◆ Soal yang Diajukan a ◆
Tolong hitung berapa baris dalam catatan yang memuat string "building", dengan membedakan huruf besar dan kecil. Tuliskan angkanya saja.

◆ Kutipan yang Diberikan ◆
════════════════

Alat Musik Tradisional Tifa | CPNS Kutipan


Alat Musik Tradisional Tifa
Karya: Rizki Siddiq Nugraha

alat musik tifa

Tifa adalah salah satu kekayaan alat musik tradisional yang berasal dari Indonesia bagian Timur yang menjadi identitas diri, khususnya Papua dan Maluku. Alat musik ini biasanya dimainkan oleh para laki-laki dewasa dengan cara dipukul menyerupai gendang.
Tifa yang berasal dari Papua terbuat dari kayu lenggua yang terkenal kuat dan besar. Kayu lenggua ini merupakan kayu dari khas daerah Papua yang dikenal memiliki kualitas nomor satu karena kayunya terkenal sangat tebal dan kuat.
Pertama, kayu lenggua ini dibentuk menyerupai tabung dan memiliki tinggi yang berbeda-beda sesuai dengan jenis dan daerahnya. Selanjutnya tifa akan diberikan lubang pada bagian dalam tabungnya agar menghasilkan suara yang nyaring saat ditabuh. Pada salah sisi ujung tifa biasanya akan ditutupi dengan kulit hewan rusa, namun di beberapa daerah ada yang menggunakan kulit biawak ataupun soa-soa yang sudah dikeringkan terlebih dahulu. Kemudian kulit hewan tersebut dipanaskan hingga tertarik kencang. Semakin kering kulit hewan tersebut semakin kuat dan nyaring suara yang dihasilkan. Setelah itu, ditempelkan juga biji damar agar suasananya semakin nyaring dan merdu. Namun, karena bentuknya yang ramping dan tidak terlalu berat, suara tifa ini terkesan lebih ringan tidak seperti gendang yang suaranya terkesan berat dan berdengung.

════════════════

◆ Soal yang Diajukan b ◆
Menurut teks tentang tifa, tifa yang berasal dari Papua terbuat dari kayu apa?

════════════════

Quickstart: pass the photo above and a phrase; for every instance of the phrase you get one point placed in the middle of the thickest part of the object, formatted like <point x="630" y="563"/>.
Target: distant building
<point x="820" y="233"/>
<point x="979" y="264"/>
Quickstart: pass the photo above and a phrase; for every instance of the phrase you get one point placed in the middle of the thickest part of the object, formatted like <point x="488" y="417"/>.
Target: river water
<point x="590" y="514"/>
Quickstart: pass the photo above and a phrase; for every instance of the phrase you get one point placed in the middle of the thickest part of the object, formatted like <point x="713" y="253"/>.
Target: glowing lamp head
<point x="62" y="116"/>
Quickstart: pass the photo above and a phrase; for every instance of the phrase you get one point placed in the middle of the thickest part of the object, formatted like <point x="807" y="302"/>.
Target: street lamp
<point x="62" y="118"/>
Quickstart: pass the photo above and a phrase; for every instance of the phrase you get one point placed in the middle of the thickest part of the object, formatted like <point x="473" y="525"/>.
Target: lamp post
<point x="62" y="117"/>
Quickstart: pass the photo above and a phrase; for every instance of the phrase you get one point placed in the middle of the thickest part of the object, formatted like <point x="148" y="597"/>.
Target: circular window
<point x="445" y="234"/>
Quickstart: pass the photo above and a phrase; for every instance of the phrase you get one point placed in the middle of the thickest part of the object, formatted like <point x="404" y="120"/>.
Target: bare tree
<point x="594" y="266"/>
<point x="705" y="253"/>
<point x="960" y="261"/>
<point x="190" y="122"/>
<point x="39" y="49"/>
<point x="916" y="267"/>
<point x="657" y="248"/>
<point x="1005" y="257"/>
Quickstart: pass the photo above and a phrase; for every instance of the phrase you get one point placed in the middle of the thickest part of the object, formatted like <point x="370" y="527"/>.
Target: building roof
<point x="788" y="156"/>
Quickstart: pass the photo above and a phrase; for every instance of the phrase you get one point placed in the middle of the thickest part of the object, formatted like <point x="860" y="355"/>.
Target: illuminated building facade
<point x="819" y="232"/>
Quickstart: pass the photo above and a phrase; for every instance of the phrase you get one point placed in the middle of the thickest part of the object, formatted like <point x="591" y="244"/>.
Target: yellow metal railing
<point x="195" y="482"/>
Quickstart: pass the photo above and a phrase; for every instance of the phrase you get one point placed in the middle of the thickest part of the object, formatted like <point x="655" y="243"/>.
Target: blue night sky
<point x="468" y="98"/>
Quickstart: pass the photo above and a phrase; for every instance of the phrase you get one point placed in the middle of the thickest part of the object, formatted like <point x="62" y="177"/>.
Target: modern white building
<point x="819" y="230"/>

════════════════

◆ Jawaban Lengkap a ◆
4

◆ Jawaban Lengkap b ◆
Kayu lenggua.